Segment Start: Provided data
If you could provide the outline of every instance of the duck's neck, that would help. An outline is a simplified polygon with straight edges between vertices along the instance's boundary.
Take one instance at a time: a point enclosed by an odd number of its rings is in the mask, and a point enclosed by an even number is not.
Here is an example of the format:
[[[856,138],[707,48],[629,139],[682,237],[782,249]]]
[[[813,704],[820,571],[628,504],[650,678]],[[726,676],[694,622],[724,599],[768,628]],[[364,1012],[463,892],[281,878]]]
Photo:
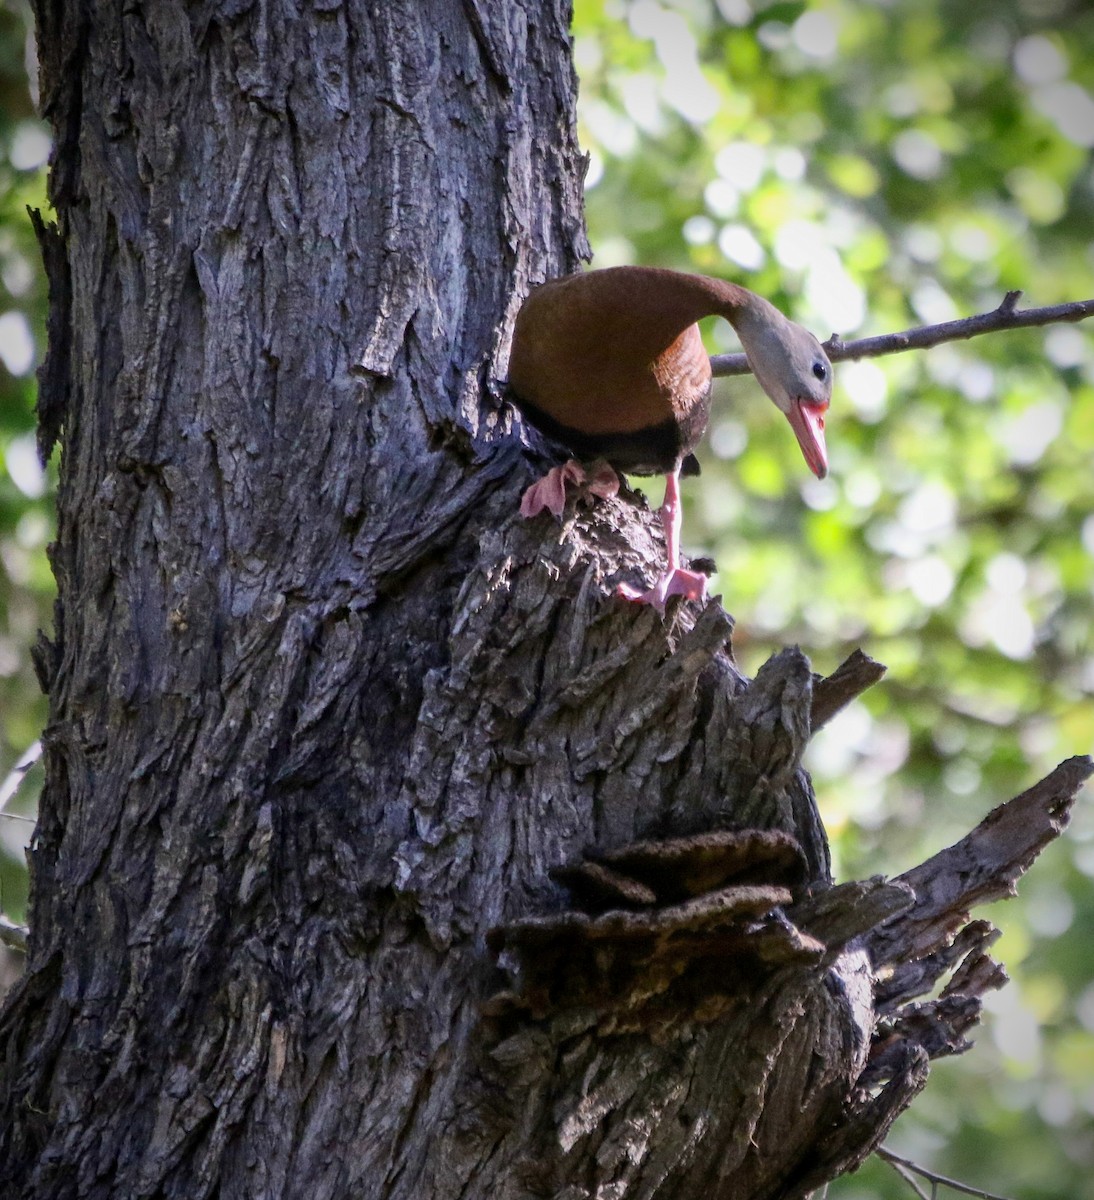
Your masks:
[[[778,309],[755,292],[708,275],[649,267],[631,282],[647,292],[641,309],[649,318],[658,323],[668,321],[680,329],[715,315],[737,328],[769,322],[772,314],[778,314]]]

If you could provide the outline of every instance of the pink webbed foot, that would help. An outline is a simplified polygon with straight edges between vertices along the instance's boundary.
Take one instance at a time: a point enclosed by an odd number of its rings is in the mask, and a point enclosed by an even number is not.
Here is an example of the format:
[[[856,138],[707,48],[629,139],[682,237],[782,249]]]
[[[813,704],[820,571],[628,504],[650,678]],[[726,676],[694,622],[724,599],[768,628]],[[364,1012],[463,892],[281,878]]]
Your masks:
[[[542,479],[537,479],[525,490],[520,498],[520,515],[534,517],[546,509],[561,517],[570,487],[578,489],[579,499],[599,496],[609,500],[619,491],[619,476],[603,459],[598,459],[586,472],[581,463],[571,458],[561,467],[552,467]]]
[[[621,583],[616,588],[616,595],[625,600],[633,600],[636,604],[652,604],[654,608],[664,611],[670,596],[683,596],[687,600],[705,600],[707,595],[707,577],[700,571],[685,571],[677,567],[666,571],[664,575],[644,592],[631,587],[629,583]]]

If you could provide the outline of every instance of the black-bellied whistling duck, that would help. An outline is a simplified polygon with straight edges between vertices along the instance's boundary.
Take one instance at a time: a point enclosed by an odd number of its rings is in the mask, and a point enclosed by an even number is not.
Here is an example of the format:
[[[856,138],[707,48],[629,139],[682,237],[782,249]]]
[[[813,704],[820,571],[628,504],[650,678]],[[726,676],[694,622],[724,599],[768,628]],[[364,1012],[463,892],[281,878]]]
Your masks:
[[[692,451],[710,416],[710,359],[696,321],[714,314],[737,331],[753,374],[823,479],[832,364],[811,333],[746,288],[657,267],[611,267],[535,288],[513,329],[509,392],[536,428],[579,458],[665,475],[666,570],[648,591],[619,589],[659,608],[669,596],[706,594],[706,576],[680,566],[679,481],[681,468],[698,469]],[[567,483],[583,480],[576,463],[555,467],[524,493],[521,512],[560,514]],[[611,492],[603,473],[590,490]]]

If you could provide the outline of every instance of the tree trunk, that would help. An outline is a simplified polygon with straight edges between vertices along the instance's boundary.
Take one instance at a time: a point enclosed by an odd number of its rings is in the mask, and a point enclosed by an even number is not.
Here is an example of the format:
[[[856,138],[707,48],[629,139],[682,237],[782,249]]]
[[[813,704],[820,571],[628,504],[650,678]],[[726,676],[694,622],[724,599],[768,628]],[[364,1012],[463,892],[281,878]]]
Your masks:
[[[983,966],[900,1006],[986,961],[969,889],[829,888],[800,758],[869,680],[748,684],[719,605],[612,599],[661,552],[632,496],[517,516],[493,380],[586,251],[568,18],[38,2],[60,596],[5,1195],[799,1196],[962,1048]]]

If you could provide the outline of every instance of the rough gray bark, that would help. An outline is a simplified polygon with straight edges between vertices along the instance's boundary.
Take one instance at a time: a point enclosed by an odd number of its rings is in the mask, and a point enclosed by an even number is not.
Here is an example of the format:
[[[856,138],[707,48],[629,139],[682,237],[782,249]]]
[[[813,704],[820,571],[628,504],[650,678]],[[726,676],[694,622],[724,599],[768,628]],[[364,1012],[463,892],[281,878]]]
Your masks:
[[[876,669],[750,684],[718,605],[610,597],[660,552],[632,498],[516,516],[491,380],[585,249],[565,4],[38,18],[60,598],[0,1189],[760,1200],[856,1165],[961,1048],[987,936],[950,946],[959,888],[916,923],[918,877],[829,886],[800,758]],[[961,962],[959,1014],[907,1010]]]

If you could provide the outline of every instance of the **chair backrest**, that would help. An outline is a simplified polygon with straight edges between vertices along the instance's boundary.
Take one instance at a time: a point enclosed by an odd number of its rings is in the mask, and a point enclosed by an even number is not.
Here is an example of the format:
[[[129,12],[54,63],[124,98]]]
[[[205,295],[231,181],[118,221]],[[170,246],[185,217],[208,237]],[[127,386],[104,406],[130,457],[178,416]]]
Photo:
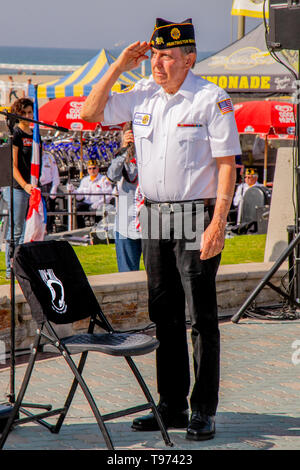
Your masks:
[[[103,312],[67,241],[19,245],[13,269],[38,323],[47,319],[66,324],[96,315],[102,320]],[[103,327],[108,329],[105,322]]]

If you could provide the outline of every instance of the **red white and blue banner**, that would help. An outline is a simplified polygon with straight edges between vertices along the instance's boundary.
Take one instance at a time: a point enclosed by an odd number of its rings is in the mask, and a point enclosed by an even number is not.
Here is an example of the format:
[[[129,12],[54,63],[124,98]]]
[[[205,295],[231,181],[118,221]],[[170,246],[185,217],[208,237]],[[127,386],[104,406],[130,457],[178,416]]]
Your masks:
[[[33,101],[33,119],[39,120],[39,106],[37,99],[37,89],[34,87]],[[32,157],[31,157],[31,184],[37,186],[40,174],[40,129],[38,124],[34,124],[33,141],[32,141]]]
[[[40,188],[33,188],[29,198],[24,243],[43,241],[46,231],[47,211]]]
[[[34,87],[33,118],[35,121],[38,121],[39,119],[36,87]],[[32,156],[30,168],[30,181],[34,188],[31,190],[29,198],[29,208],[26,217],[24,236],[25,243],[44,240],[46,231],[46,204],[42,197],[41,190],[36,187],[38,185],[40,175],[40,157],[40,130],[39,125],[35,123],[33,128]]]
Segment End: Provided data
Segment Start: Provided data
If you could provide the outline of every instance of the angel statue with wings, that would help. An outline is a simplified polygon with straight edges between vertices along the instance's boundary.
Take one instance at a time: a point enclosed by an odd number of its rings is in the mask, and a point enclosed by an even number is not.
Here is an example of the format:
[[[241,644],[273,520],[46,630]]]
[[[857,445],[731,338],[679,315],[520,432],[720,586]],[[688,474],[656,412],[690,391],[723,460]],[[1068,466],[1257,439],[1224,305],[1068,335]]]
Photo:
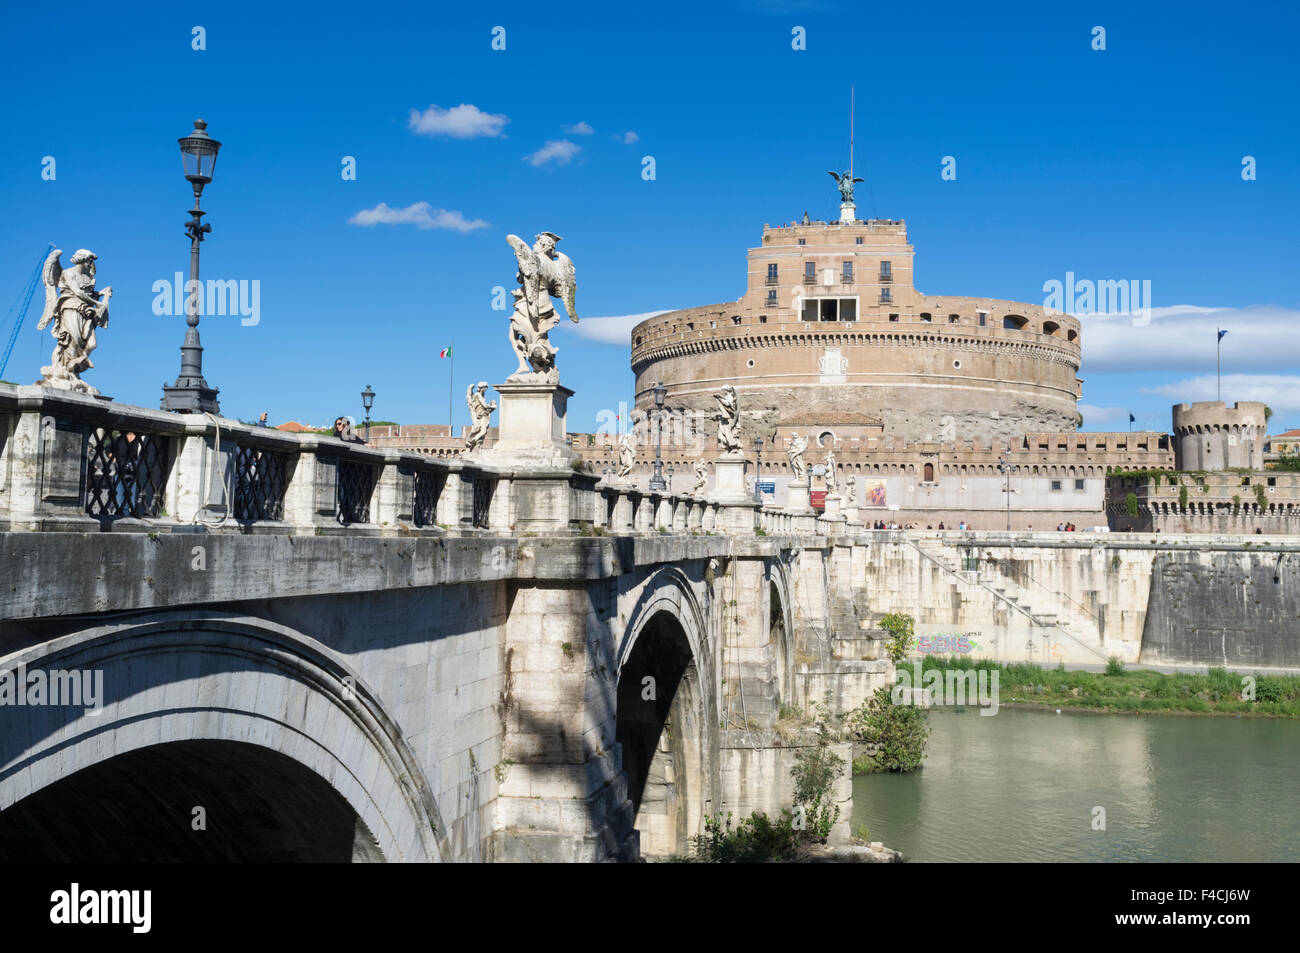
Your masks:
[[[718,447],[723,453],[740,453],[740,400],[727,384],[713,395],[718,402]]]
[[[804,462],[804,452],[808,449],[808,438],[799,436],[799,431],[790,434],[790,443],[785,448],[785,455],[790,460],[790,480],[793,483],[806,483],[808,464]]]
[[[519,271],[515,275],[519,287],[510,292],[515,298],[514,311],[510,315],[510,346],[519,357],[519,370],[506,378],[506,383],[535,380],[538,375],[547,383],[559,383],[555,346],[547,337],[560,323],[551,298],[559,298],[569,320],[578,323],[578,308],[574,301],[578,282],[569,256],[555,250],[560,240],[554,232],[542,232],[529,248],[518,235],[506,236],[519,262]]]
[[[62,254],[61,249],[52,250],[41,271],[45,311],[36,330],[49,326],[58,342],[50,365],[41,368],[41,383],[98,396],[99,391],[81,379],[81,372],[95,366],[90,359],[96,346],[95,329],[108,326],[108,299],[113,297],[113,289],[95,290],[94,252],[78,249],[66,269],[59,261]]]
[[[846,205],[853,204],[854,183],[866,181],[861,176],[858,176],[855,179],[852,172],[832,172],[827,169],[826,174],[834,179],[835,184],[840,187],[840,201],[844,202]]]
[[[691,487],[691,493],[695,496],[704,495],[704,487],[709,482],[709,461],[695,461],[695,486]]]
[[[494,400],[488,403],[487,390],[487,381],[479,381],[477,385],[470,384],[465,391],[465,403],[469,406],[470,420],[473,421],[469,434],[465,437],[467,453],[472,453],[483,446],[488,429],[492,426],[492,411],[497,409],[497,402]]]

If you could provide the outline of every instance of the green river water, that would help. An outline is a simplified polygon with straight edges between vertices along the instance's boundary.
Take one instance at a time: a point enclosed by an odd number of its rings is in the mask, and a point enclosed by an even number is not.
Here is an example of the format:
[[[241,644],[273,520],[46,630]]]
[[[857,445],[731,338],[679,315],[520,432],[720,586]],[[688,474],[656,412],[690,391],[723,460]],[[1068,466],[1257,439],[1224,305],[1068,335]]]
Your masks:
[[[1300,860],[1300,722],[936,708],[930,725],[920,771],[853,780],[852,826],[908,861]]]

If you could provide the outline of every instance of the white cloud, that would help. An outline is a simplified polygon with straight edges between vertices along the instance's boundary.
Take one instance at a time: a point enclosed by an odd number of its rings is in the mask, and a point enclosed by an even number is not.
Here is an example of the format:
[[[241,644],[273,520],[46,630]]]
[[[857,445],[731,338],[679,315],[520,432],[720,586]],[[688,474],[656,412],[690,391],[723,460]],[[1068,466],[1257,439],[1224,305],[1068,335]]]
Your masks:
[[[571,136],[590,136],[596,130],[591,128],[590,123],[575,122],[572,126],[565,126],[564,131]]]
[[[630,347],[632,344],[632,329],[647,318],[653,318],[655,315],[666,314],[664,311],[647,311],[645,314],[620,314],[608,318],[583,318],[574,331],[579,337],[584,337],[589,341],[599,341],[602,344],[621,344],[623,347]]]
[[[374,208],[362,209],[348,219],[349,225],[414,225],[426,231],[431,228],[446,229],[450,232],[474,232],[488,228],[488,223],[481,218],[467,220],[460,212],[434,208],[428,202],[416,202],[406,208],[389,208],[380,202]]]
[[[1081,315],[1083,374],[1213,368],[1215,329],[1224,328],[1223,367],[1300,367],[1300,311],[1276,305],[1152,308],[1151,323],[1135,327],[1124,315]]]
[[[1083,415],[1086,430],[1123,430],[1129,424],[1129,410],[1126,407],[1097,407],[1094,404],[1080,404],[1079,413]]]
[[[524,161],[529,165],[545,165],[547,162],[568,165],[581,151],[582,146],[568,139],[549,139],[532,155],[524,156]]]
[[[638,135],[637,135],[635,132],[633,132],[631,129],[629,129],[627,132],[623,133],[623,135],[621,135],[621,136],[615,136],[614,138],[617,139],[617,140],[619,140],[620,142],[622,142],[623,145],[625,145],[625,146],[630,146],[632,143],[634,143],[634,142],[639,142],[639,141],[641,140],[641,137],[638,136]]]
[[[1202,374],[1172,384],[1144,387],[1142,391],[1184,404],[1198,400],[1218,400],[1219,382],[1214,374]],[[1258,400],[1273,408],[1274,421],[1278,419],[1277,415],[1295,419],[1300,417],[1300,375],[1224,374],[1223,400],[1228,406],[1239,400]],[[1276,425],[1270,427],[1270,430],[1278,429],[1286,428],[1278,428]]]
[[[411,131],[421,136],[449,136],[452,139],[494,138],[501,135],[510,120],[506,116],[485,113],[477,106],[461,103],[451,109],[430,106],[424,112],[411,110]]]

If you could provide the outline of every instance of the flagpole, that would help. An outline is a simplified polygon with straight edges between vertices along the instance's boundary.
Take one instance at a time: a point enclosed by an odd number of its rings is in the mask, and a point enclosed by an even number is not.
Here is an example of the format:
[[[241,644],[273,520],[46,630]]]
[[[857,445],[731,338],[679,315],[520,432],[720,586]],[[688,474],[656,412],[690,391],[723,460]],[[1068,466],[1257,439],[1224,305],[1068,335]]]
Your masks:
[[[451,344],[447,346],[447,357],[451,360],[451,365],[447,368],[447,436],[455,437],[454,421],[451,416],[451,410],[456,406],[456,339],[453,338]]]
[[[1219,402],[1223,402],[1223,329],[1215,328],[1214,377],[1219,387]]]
Segment End: Provided data
Segment Start: Provided data
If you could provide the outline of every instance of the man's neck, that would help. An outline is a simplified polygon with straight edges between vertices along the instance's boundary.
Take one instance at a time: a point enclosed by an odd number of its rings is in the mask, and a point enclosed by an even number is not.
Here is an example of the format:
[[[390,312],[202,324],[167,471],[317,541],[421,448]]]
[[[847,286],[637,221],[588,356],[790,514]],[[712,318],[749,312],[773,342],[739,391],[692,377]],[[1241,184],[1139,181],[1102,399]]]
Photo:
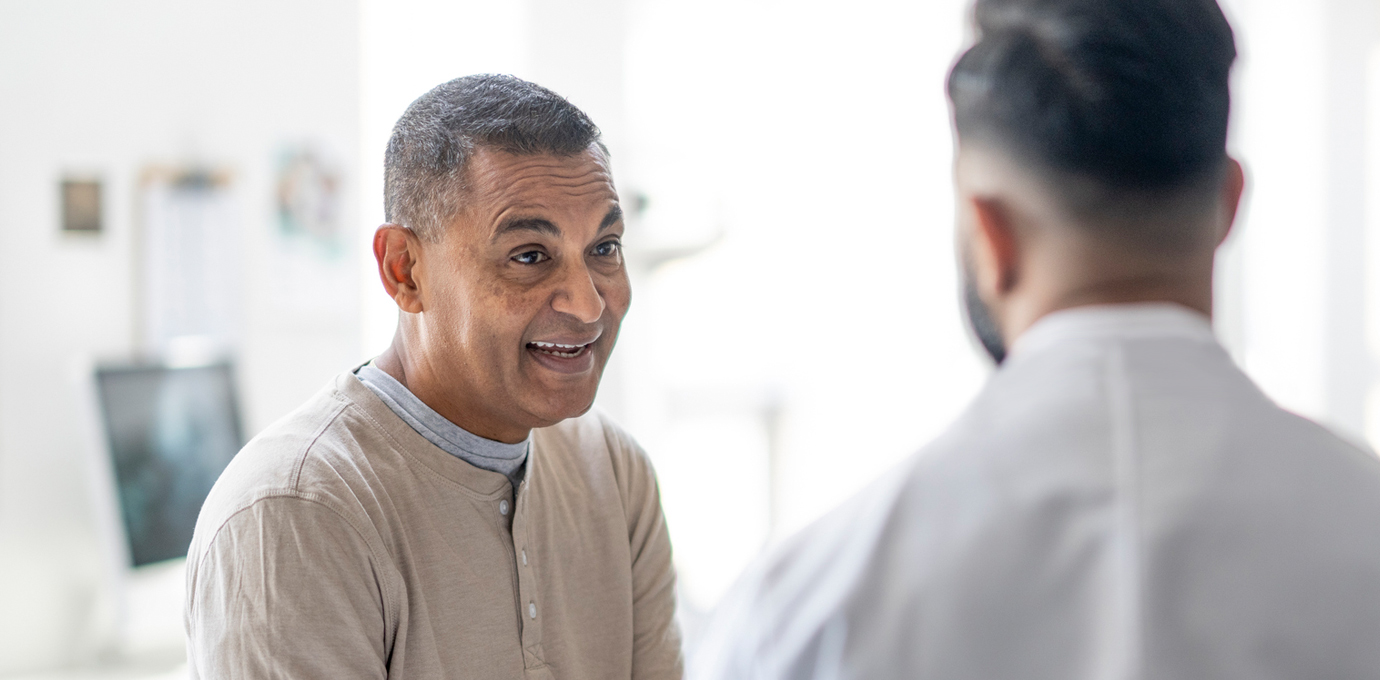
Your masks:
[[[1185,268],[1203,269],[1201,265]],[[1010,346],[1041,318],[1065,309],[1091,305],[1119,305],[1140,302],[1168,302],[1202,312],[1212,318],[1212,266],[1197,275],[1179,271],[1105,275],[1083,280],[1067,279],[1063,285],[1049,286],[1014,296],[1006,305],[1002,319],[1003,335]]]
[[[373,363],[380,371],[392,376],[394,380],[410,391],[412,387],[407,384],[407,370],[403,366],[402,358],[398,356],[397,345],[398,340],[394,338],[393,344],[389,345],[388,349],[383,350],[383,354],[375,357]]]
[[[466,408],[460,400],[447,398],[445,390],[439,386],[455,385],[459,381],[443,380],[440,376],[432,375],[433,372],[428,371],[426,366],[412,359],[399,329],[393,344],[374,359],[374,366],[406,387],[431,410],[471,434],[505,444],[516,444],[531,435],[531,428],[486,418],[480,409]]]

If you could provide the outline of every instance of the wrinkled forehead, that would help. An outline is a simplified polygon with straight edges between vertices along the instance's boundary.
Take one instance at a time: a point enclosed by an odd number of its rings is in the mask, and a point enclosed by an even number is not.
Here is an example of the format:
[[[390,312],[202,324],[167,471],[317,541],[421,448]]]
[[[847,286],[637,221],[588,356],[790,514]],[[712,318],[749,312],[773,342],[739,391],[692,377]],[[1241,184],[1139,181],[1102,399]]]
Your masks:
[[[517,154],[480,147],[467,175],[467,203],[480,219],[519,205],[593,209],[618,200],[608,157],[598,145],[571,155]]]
Segment End: Provided data
**Task to carry out**
Indicate how many lines in the records above include the word "neck", giving no other content.

**Answer section**
2